* TEXT PASSAGE

The other day at Tom Thumb I spent 10 minutes helping a little old man find the prune juice. I did this even though my husband is the Eagle Scout, not me. I grocery shop at the headquarters for all Fort Worth geriatric shoppers, the Tom Thumb at Hulen and Bellaire, and I love shopping there because I love REALLY old people as a general rule. My husband Gordon thinks my obsession with cute little old men in particular — and the inevitable day he will become one — is a bit inordinate.
The man was thin and stooped and was cussing up a storm on aisle 7 just as I rounded the corner with Drew and pregnant belly in tow. I would record our conversation here, but would need to censor it beyond recognition. We looked all over tarnation for it (the prune juice, that is); but like most elusive things in the grocery store, it was right there in front of us...on the bottom row. Although I knew why prune juice might be important to someone of that age, my new friend’s persistence was nearly unnerving.
We parted ways, and then I started noticing the other old folks in the store with a keener eye, and they all seemed to have one thing in common: they all loved Drew. Every one I passed bent down and made a comment about “what a big boy you have” and “my, look at those EYES.” I realized that’s why I like shopping there. It’s like a cheering gallery for my genetic display. Except, of course, when Drew is whining or pulling things off shelves. But even then, if memory serves, I still at least get pleasant looks from the very old.

* INFORMATION PROVIDED
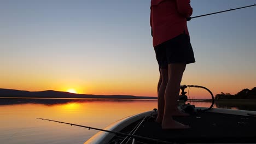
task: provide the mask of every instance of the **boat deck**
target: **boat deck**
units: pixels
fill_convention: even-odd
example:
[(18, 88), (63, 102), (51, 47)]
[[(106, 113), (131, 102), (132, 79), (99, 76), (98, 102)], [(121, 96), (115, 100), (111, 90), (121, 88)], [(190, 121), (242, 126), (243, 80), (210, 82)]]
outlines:
[[(162, 130), (159, 124), (149, 121), (144, 122), (135, 135), (178, 143), (256, 143), (256, 117), (201, 112), (174, 119), (190, 125), (191, 128)], [(130, 128), (126, 128), (121, 132), (127, 133)], [(146, 143), (156, 143), (144, 140), (136, 140)]]

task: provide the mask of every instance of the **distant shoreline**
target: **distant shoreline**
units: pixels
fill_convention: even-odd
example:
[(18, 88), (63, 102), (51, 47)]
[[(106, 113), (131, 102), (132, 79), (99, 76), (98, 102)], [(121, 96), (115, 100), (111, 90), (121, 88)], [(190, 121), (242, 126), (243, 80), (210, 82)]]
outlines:
[[(155, 97), (152, 97), (155, 98)], [(123, 100), (130, 100), (130, 99), (138, 99), (138, 100), (157, 100), (158, 98), (155, 97), (155, 98), (32, 98), (32, 97), (0, 97), (0, 99), (70, 99), (70, 100), (83, 100), (83, 99), (123, 99)]]

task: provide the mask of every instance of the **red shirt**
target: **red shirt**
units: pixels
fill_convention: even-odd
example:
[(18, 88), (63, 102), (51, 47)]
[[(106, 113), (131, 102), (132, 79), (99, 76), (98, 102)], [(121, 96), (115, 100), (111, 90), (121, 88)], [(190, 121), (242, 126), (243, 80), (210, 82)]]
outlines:
[(155, 46), (185, 32), (187, 17), (192, 15), (190, 0), (151, 0), (150, 26)]

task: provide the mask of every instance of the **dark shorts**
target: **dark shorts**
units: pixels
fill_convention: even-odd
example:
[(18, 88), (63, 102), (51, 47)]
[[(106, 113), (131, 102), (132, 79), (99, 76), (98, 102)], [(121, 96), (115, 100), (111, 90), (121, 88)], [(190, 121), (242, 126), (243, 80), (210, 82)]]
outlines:
[(192, 63), (195, 62), (189, 37), (182, 34), (154, 47), (158, 65), (166, 69), (170, 63)]

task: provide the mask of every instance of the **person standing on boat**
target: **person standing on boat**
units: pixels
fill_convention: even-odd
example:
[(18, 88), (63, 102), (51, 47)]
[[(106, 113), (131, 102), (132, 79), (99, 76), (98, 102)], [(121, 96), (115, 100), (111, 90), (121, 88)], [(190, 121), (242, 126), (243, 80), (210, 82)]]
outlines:
[(188, 114), (177, 107), (181, 82), (186, 65), (195, 62), (187, 25), (192, 15), (190, 0), (151, 0), (150, 26), (153, 45), (161, 82), (158, 92), (158, 116), (162, 129), (189, 127), (173, 119)]

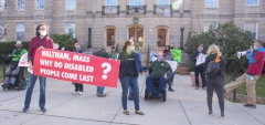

* WHAT YOU NEED TO DO
a. Please revise the part of the grocery store anecdote that opens with the words "The man was" and closes with "was nearly unnerving.", swapping "aisle 7" for "aisle 12".
b. Answer these questions from the grocery store anecdote:
(i) Which Tom Thumb location does the writer shop at?
(ii) Where was the prune juice finally found?
(iii) What did the old folks in the store all have in common?

* ANSWER SECTION
a.
The man was thin and stooped and was cussing up a storm on aisle 12 just as I rounded the corner with Drew and pregnant belly in tow. I would record our conversation here, but would need to censor it beyond recognition. We looked all over tarnation for it (the prune juice, that is); but like most elusive things in the grocery store, it was right there in front of us...on the bottom row. Although I knew why prune juice might be important to someone of that age, my new friend’s persistence was nearly unnerving.

b.
(i) The Tom Thumb at Hulen and Bellaire
(ii) Right in front of them, on the bottom row
(iii) They all loved Drew.